EXERCISE REQUIREMENTS:
A. Translate this sentence from the guide below on scraping LinkedIn into Spanish: "LinkedIn does not use a third-party bot protection vendor."
B. How many lines of the records below contain the string "tent"? Reply with the number only.

SELECTED EXTRACT:
==============================
How to Scrape LinkedIn Profiles and Company Data Without Getting Blocked in 2026
How to Scrape LinkedIn Profiles and Company Data Without Getting Blocked in 2026 Scraping LinkedIn profiles and company data is one of the harder...
March 17, 2026
Scraping LinkedIn profiles and company data is one of the harder engineering problems in data extraction — not because LinkedIn's HTML is complex, but because their bot detection is aggressive, layered, and constantly updated. This guide covers what LinkedIn's defense stack actually looks like in 2026, which approaches still work, and how to build a pipeline that holds up under sustained load.
What You're Up Against
LinkedIn does not use a third-party bot protection vendor. Their detection is in-house and operates across several independent layers simultaneously:
TLS fingerprinting (JA3/JA3S): LinkedIn inspects the TLS handshake before your request is even parsed. Python's requests library has a well-known JA3 hash. So does Node.js's https module. If your fingerprint matches a known automation signature, you're rate-limited or blocked before serving a single byte.
HTTP/2 settings fingerprinting: Beyond TLS, LinkedIn inspects the HTTP/2 SETTINGS frame — window size, header table size, stream concurrency. These values are distinct between browsers and libraries like httpx or aiohttp.
Behavioral analysis: LinkedIn tracks profile view velocity per session, per IP, and per account. Viewing 40 profiles in 20 minutes from the same session triggers a soft block. Scraping 200 profiles/day from the same account triggers a permanent suspension.
IP reputation: Datacenter IPs (AWS, GCP, DigitalOcean, Hetzner) are near-universally blocked. LinkedIn has had years to compile ASN-level blocklists. Residential proxies are required.
Authentication wall: Most profile data — current job, past experience, education, connections — is behind login. Public profile pages show a truncated view and often redirect to the login wall after 2-3 requests from an unauthenticated session.
Understanding this stack tells you what tools are off the table immediately: raw requests, basic Selenium without stealth patches, and datacenter proxies. The approaches that still work in 2026 are headless browsers with fingerprint spoofing, proper session management with valid li_at cookies, and residential proxy rotation.
==============================
SOURCE DATA:
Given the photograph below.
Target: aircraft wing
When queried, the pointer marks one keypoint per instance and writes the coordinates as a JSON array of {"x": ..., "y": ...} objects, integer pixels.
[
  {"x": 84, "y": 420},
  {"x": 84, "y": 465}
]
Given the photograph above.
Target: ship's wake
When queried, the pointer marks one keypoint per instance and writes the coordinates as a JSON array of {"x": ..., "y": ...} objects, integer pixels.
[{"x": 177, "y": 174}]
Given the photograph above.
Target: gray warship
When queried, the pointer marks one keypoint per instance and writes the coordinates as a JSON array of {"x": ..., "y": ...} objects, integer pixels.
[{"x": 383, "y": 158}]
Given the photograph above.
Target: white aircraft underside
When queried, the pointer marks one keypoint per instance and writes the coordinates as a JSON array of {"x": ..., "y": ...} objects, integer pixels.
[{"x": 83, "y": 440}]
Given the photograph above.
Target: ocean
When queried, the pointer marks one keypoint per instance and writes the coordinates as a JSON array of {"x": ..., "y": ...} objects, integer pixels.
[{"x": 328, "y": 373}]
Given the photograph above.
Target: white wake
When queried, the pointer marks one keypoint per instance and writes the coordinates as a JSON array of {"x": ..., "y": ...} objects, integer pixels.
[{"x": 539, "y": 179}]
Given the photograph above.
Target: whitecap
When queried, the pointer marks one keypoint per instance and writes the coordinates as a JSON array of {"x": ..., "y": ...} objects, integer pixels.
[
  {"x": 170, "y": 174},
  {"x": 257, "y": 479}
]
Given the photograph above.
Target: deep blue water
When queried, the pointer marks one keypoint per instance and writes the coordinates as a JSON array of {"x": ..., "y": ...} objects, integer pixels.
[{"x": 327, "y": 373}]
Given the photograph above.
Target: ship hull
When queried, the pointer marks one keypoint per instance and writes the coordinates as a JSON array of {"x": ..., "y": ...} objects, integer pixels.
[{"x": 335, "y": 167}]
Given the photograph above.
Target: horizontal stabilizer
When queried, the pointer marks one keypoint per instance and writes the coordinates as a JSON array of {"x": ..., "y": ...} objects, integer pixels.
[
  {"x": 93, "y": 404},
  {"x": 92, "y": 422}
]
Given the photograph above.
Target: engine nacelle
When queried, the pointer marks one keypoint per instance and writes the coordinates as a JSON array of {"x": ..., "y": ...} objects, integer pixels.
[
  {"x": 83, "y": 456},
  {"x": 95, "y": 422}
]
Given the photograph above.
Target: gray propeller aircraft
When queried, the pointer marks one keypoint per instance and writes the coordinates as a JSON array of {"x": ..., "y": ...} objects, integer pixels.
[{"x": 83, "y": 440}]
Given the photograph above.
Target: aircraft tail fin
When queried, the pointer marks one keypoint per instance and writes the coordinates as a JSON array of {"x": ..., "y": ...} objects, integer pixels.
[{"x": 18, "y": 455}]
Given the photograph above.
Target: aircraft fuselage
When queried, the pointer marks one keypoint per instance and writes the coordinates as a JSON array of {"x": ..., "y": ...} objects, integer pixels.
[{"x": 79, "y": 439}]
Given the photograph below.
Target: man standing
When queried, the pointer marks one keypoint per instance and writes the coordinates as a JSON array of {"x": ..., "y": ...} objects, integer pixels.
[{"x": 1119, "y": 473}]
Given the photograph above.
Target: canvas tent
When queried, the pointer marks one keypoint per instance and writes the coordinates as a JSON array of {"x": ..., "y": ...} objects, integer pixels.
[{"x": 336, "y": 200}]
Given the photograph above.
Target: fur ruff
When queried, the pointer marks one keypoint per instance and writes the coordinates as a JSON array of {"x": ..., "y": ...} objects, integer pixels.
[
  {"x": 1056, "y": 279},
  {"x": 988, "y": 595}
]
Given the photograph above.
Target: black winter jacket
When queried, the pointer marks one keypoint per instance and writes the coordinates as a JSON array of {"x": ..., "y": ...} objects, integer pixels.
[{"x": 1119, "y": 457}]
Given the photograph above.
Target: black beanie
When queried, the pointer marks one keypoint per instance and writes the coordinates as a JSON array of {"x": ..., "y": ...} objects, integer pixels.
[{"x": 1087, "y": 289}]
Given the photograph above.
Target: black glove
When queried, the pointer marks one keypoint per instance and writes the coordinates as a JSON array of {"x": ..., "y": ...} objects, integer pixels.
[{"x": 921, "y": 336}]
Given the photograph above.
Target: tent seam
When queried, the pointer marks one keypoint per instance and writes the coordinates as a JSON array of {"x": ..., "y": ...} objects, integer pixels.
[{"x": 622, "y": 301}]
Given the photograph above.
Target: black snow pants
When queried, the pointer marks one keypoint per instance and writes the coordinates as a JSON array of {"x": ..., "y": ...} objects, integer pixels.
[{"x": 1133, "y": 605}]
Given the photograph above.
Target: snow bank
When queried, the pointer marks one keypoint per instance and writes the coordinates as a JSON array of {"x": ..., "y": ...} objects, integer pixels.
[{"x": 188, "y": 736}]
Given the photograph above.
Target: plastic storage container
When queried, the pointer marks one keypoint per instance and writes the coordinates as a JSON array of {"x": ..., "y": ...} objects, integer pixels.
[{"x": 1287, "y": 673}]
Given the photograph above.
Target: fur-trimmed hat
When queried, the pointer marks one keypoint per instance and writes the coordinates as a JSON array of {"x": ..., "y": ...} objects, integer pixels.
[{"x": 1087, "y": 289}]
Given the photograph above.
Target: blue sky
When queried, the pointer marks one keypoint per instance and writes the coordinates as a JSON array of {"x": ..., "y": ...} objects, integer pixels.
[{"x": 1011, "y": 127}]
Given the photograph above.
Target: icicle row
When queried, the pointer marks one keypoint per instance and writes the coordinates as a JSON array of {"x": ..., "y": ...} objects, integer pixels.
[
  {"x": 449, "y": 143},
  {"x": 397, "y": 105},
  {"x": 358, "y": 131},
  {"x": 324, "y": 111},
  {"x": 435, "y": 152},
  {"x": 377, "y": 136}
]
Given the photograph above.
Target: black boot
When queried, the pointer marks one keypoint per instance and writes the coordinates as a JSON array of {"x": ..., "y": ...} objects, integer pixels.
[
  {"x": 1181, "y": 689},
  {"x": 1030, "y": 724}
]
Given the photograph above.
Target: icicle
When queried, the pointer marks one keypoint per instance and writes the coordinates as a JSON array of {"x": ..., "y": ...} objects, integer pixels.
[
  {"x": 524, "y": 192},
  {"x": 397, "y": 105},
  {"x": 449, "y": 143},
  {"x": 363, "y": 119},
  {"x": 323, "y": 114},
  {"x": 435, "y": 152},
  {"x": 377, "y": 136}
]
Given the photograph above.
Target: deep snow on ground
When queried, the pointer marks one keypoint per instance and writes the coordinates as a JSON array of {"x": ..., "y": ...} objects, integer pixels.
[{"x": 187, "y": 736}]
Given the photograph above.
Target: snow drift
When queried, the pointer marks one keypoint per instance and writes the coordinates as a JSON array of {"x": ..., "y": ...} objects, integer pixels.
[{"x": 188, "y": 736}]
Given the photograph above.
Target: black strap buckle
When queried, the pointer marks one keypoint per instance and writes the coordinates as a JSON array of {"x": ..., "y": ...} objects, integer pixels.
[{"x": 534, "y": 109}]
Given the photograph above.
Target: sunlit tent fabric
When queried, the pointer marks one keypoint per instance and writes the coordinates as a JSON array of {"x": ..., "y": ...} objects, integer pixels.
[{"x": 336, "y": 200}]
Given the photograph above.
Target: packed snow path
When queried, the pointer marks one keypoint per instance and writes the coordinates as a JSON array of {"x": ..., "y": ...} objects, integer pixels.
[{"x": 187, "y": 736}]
==============================
ANSWERS BY TASK:
A. LinkedIn no utiliza un proveedor externo de protección contra bots.

B. 3